__Input data__
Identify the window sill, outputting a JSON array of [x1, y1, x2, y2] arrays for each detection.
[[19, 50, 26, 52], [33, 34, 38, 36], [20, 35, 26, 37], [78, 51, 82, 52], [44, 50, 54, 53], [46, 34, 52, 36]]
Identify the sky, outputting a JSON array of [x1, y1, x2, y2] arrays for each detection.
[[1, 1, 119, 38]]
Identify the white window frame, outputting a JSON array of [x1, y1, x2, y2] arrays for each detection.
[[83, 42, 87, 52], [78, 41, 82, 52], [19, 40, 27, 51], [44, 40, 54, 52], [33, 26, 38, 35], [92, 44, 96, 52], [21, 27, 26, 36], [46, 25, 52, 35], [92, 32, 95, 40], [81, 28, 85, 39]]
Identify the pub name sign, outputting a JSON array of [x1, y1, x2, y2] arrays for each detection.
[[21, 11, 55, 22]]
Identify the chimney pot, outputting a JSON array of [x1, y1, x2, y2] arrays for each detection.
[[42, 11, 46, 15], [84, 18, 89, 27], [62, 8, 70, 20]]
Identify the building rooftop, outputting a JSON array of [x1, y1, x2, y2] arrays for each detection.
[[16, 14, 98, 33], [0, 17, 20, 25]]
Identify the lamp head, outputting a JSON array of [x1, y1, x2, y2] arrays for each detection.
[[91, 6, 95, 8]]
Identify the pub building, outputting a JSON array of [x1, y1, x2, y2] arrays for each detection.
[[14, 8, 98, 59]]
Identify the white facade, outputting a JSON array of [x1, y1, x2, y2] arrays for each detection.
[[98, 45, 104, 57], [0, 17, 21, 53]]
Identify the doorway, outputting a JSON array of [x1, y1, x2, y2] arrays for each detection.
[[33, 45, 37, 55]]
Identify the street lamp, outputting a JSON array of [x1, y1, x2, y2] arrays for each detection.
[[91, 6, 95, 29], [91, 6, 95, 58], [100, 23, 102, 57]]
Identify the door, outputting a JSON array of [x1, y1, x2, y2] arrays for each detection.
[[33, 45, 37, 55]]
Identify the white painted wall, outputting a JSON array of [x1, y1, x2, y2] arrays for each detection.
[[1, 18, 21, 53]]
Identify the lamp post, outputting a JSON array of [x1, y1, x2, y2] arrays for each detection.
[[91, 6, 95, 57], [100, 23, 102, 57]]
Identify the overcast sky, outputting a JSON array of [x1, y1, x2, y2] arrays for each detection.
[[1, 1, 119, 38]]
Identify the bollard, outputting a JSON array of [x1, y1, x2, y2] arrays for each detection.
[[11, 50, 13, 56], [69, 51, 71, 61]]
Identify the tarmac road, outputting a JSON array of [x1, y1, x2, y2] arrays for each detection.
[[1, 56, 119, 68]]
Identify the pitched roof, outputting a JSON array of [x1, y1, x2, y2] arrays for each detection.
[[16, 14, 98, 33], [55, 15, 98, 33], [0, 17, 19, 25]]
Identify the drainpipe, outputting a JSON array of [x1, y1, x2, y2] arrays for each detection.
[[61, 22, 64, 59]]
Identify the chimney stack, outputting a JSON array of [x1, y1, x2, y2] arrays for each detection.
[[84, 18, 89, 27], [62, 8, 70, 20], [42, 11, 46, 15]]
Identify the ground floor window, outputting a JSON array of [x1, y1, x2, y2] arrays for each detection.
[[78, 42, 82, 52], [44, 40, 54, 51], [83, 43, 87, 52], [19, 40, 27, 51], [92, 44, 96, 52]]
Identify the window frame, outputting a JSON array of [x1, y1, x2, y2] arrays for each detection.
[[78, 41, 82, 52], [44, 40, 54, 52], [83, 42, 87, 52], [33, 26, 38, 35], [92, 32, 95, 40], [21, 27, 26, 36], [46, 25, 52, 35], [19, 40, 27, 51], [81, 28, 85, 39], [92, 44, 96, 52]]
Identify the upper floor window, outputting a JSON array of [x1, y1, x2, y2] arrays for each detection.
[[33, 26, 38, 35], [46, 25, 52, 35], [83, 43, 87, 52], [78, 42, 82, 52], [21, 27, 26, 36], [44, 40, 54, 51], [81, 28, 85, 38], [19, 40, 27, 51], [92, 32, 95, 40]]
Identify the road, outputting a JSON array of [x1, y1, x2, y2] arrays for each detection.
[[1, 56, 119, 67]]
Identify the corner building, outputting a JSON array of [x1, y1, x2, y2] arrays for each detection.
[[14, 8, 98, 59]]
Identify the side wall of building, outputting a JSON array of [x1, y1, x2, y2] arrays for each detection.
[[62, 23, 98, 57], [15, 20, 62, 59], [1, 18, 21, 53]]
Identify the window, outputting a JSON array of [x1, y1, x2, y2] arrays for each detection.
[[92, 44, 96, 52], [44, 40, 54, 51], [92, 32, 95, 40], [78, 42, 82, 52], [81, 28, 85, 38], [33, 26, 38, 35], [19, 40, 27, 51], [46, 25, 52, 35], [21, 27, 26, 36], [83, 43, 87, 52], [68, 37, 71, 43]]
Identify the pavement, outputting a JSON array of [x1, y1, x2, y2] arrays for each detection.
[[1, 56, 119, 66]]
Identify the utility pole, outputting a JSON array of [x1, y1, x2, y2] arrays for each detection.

__Problem details__
The answer must consist of the lines from the one with "Identify the corner" through the final line of the entries above, exactly as they are, and nothing else.

__Completed exercise__
Identify the corner building, outputting a JSON array of [x1, y1, x2, y2] arrays for each detection.
[[14, 8, 98, 59]]
Identify the side wall of building, outputting a JSON array of [x1, y1, x2, y2] arrays for each detection.
[[62, 23, 98, 57], [15, 20, 62, 59], [1, 18, 21, 53]]
Identify the window, outputting a JSON array of [x1, y1, x2, y2] arrays for each detection.
[[92, 44, 96, 52], [44, 40, 54, 51], [92, 32, 95, 40], [78, 42, 82, 52], [81, 28, 85, 38], [33, 26, 38, 35], [19, 40, 27, 51], [46, 25, 52, 35], [21, 27, 26, 36], [83, 43, 87, 52], [68, 37, 71, 43]]
Identify the pavement, outputting a JSON array of [x1, y1, x2, y2] arrays for each detection.
[[1, 56, 119, 66]]
Identify the utility pole, outputting a JSON array of [x1, y1, x2, y2] arrays for each detection.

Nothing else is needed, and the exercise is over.